1. On 9.6.1969, Respondent No. 1 was appointed
temporarily as an Assistant in Gauhati Bank. On
19.7.1969, the Central Bank (hereinafter referred to as "the
appellant Bank") along with other banks was nationalized.
As per the relevant Regulation, the age of superannuation
was fixed as 58 years in all Nationalized Banks including
the appellant Bank. On 1.8.1975, the Gauhati Bank was
merged with the Purbanchal Bank. The Scheme of
Amalgamation between the Gauhati Bank and the
Purbanchal Bank was not brought on record. Suffice it to
say, that the age of superannuation in the Purbanchal
Bank was also 58 years. Respondent No. 1, who had
meanwhile been confirmed in the Gauhati Bank, had been
promoted on 1.7.1975 as an officer in that Bank. On
amalgamation, respondent No. 1 thus became an officer of
the Purbanchal Bank with effect from 1.8.1975, the age of
superannuation being 58 years.

> _Material provided_
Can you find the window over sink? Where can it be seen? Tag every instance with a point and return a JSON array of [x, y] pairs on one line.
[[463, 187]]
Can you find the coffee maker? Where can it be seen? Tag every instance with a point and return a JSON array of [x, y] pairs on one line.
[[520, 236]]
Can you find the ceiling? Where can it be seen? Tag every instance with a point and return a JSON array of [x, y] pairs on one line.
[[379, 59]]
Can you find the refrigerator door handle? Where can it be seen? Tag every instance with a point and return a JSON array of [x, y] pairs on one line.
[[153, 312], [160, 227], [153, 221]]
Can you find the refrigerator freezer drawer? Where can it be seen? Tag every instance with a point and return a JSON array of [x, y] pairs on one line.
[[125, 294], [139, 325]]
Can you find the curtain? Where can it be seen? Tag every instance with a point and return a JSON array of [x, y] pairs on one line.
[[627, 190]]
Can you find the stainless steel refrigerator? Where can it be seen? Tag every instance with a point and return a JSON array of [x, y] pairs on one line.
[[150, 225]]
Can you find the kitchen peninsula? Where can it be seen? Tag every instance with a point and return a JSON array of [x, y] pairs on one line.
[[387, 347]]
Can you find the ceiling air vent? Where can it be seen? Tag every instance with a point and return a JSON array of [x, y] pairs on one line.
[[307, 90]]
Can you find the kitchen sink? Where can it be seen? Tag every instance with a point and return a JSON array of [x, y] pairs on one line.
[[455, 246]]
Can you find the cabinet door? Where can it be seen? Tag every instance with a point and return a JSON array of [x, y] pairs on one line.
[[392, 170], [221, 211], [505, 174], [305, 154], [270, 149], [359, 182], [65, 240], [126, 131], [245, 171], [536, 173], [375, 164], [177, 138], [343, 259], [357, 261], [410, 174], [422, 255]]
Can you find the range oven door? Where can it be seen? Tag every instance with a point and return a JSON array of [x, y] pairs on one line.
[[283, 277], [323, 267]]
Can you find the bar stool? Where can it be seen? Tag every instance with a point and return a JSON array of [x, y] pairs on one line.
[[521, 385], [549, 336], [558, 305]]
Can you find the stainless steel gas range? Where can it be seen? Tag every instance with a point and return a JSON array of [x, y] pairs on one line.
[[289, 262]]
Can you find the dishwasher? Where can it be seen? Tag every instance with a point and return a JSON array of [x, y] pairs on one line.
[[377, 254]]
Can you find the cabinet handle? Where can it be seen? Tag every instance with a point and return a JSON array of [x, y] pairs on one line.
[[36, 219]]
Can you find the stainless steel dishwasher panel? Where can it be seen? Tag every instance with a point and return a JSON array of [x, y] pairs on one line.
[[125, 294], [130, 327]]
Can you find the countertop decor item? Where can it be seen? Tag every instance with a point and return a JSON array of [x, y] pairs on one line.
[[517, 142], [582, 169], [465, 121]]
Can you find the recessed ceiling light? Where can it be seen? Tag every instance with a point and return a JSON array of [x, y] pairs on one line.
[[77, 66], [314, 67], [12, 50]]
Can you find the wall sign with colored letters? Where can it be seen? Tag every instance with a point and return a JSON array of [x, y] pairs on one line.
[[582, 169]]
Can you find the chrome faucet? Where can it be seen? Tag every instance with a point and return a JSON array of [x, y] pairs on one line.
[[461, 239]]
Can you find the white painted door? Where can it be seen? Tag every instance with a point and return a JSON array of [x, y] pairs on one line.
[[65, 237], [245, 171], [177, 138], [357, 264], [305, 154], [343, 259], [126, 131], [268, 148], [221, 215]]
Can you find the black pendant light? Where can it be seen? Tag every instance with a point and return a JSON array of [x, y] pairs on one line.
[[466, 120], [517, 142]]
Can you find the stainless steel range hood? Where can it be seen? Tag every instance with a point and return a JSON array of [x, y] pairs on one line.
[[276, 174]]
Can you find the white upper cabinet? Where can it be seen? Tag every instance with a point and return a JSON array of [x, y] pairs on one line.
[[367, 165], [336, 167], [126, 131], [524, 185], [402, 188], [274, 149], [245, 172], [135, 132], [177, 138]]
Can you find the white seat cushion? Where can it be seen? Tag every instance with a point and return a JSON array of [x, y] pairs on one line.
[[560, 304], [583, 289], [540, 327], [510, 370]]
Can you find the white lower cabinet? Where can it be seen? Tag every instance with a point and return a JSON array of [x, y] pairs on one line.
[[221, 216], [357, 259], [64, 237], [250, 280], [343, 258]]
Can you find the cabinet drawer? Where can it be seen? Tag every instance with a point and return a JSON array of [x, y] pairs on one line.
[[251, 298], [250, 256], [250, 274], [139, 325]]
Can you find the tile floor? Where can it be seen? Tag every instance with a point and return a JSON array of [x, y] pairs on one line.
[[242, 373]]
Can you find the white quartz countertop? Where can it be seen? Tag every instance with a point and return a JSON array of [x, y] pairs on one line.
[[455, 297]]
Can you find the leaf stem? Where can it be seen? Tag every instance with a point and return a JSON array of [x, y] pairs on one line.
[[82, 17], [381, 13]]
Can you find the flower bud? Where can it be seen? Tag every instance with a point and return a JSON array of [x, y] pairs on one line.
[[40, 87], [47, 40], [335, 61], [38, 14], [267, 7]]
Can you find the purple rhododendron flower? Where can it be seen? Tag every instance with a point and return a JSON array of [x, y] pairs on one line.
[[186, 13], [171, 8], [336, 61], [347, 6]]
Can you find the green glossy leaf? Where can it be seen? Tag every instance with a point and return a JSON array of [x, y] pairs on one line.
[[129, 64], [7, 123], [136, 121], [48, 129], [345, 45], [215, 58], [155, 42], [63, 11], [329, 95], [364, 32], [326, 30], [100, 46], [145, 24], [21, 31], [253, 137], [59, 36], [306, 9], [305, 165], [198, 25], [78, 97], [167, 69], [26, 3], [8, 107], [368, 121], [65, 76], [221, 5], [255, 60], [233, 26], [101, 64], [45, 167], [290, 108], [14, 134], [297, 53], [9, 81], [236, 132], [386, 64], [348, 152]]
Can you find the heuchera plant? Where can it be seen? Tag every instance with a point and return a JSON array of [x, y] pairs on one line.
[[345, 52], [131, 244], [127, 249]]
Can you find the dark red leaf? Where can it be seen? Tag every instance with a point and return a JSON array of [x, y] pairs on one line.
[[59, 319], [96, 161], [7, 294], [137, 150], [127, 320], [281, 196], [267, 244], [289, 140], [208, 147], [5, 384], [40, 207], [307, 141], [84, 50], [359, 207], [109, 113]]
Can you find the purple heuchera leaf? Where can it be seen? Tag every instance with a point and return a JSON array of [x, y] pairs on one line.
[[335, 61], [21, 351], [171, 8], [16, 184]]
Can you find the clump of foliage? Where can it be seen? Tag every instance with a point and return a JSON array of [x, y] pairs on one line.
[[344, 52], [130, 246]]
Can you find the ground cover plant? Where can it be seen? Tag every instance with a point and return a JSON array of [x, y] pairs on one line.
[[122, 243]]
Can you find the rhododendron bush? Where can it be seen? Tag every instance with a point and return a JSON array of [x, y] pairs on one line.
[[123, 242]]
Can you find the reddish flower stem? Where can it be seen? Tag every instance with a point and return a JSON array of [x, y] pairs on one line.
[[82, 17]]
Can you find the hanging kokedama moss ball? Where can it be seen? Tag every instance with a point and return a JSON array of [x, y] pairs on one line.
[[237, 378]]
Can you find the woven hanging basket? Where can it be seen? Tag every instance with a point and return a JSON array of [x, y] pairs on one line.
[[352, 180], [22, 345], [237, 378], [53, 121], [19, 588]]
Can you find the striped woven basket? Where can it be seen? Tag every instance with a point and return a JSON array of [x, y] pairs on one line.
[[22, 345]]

> _Direction_
Answer from the service-history passage:
(a) On what date was Respondent No. 1 appointed as an Assistant in Gauhati Bank?
(b) With which bank was Gauhati Bank merged, and on what date?
(c) On what date was Respondent No. 1 promoted as an officer?

> _Response to this task_
(a) 9.6.1969
(b) The Purbanchal Bank, on 1.8.1975
(c) 1.7.1975